** Opening Information given block **

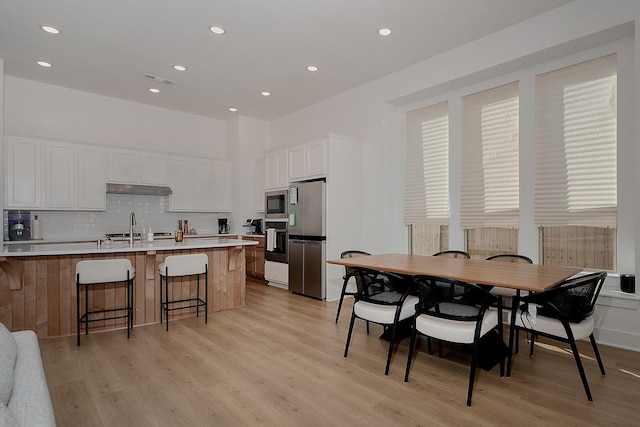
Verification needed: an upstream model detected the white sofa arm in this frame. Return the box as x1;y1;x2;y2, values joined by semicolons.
8;331;56;427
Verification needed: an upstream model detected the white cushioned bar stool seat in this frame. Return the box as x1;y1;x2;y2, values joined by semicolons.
76;259;135;346
158;253;208;331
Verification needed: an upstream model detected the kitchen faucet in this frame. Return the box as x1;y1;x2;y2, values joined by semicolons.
129;211;136;246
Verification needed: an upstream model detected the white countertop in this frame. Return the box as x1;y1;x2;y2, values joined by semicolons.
2;233;237;245
1;237;257;257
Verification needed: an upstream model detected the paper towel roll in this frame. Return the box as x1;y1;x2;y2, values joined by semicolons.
31;215;42;240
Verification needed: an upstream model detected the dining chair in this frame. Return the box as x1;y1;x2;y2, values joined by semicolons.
335;250;371;323
404;274;504;406
343;267;418;375
485;254;533;351
485;254;533;302
508;271;607;401
433;250;470;259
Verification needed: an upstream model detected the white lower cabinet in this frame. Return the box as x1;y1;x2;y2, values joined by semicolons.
264;260;288;289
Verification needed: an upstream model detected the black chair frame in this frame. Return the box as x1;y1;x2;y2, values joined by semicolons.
405;274;504;406
433;250;471;258
343;267;415;375
335;250;371;323
507;271;607;401
77;271;133;347
160;264;208;331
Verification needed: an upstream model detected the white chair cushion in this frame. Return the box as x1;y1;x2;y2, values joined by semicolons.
159;253;208;276
0;323;17;406
415;308;499;344
354;295;419;325
76;259;135;284
515;309;595;340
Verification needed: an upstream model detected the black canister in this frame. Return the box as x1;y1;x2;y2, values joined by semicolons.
620;274;635;293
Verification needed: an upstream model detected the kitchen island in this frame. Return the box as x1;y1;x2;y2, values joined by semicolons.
0;238;258;338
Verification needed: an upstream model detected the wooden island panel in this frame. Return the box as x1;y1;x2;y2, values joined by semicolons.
0;247;247;338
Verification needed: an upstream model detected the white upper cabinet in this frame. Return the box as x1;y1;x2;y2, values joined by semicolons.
140;152;170;185
256;159;265;212
6;136;42;208
265;148;288;190
45;141;76;209
169;157;232;212
107;148;169;185
77;145;106;210
168;156;193;211
305;138;327;178
192;159;214;212
289;137;327;182
5;136;106;211
107;148;139;184
288;145;305;181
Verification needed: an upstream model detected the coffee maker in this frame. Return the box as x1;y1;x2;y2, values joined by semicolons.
218;218;229;234
250;219;263;235
8;211;31;241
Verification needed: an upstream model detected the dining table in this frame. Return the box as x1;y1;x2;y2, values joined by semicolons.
327;253;582;376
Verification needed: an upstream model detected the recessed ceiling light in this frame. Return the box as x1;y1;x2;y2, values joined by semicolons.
261;91;271;97
209;26;225;35
36;61;52;68
229;107;238;112
306;65;319;72
149;88;160;93
378;28;392;36
41;25;60;34
173;65;187;71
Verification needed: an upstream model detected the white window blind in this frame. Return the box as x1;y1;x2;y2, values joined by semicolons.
460;82;520;228
404;102;449;224
535;54;617;227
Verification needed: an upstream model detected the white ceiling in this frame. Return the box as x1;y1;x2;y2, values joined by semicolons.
0;0;572;121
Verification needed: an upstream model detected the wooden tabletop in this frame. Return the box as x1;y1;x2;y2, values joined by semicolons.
327;253;582;292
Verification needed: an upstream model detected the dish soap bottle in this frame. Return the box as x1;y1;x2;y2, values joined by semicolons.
147;227;154;242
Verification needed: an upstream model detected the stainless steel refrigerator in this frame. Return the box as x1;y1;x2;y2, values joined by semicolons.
288;180;326;300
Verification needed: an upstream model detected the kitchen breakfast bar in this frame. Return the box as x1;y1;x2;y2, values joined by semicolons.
0;238;257;338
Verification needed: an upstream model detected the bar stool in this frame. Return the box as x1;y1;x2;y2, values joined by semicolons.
76;259;135;346
158;253;208;331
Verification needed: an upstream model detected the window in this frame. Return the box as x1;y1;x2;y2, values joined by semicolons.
404;102;449;255
535;54;617;270
461;82;520;257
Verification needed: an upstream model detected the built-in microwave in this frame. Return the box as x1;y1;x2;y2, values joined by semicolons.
265;190;288;219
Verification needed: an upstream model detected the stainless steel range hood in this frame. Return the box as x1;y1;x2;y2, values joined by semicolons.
106;183;172;196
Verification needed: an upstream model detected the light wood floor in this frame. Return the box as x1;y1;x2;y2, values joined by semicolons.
39;279;640;426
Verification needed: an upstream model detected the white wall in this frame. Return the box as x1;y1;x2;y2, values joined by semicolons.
4;76;226;157
269;0;640;350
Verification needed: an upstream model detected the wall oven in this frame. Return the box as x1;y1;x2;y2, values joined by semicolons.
265;220;288;263
265;190;288;219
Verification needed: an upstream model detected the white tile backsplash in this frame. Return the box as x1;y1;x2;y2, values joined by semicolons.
4;194;226;240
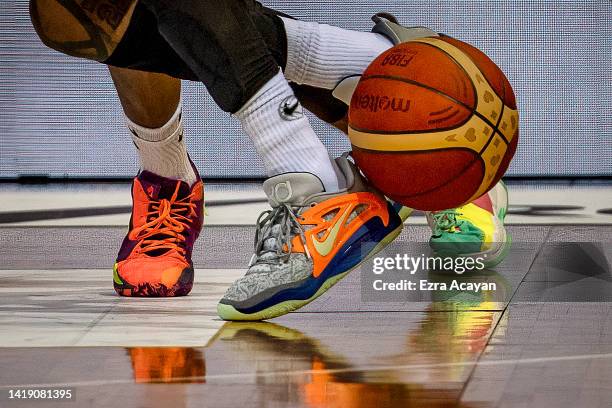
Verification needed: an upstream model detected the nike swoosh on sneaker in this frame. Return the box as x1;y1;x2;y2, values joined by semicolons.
311;207;351;258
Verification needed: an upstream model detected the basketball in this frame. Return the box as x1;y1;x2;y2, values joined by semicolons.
348;35;519;211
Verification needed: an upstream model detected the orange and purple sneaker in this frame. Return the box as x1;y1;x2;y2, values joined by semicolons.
217;154;403;320
113;168;204;297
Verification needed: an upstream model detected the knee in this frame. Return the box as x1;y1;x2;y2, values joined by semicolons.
29;0;102;60
29;0;134;61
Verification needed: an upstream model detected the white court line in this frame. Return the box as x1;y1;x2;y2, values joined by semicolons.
2;352;612;389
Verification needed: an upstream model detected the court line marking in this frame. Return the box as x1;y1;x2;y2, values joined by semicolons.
2;352;611;388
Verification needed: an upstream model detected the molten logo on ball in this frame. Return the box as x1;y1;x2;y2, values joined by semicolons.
355;94;411;114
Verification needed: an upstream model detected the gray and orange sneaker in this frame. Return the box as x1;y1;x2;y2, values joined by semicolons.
217;154;403;321
113;167;204;297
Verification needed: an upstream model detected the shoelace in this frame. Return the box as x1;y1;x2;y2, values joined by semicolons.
131;182;198;256
249;203;311;267
431;209;462;236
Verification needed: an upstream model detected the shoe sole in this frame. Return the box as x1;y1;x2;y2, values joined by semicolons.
113;263;194;297
480;180;511;268
217;223;404;321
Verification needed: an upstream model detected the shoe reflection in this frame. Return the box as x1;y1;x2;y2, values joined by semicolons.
124;270;509;407
128;347;205;383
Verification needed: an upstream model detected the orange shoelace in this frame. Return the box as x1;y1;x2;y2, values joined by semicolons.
132;183;198;256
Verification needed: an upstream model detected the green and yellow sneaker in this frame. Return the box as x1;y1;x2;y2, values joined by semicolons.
426;181;510;268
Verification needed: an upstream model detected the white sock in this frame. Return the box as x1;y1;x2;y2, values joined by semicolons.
127;102;198;186
235;70;340;192
282;17;393;89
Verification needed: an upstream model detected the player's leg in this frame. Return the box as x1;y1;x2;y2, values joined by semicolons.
29;0;345;131
278;13;510;267
281;16;393;91
109;69;180;129
109;68;204;297
29;1;204;296
123;0;401;319
108;67;196;185
29;0;400;309
240;3;351;132
136;0;342;193
231;6;509;268
29;0;356;301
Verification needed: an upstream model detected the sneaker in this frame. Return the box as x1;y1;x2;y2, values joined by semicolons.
113;168;204;297
427;181;510;268
217;155;403;320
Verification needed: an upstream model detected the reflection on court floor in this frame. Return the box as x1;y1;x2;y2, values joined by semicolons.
0;184;610;407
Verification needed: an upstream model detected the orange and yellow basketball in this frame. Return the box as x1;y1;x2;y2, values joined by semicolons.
348;35;518;211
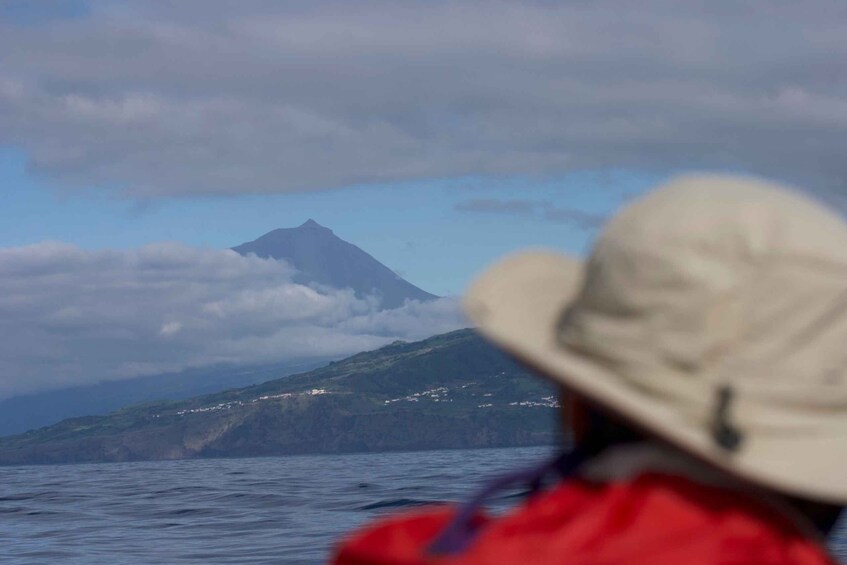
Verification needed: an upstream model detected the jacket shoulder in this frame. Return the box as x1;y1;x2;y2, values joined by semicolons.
332;475;835;565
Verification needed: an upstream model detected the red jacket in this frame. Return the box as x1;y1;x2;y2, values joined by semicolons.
332;472;835;565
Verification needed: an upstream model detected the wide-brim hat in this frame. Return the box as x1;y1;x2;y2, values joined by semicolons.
464;175;847;504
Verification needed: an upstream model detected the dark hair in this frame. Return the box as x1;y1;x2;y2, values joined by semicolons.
577;404;644;456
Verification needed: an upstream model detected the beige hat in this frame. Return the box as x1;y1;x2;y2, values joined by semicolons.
464;175;847;504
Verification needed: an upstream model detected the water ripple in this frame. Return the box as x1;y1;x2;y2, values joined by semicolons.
1;446;845;564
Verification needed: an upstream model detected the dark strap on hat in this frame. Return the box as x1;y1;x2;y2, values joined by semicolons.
428;447;587;556
712;386;744;451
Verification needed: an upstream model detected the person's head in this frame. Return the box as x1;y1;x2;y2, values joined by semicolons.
464;174;847;512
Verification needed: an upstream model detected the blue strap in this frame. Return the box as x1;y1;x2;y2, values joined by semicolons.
428;448;587;556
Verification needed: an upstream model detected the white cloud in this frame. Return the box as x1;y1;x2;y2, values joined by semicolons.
0;242;463;400
159;321;182;336
0;1;845;197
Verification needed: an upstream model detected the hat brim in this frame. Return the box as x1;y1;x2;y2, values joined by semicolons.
464;250;847;504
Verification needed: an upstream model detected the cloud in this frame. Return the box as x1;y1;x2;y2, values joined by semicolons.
454;199;539;216
0;242;464;400
541;207;605;230
0;1;845;197
455;198;605;230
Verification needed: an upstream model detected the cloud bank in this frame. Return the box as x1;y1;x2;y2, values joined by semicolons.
455;199;605;229
0;242;463;400
1;1;845;196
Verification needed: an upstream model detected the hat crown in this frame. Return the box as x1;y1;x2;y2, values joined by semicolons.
561;175;847;404
463;174;847;501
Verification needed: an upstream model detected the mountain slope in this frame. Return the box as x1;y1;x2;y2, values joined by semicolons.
0;359;329;437
232;220;437;309
0;222;429;437
0;330;561;465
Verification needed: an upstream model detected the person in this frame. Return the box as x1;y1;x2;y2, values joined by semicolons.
331;175;846;564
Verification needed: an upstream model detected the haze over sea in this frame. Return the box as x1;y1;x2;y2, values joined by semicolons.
2;446;846;564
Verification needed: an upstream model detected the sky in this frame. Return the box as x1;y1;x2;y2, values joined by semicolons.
1;0;846;398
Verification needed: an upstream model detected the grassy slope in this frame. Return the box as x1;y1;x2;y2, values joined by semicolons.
0;329;561;465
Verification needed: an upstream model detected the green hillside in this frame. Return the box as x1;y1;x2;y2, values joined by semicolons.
0;329;562;465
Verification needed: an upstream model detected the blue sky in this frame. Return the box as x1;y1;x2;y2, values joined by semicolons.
0;0;91;25
1;0;844;397
0;147;660;296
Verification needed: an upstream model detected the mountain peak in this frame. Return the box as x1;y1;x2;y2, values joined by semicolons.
232;222;439;309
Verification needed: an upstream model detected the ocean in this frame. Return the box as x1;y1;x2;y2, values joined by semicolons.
2;446;845;564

** Closing Information given block **

## [What to do]
The lines to write out run from the one with "the mountain peak" through the end of the records. Give them exactly, and only them.

## [Finished task]
Verification needed: an upstream model detected the mountain peak in this frame. Return the box as x1;y1;x2;y2, values joined by semicolons.
232;222;439;309
Verification needed: an upstream model detected the ocean in this frame. Return the box as x1;y1;x2;y2, values joined by semicolons.
2;446;845;564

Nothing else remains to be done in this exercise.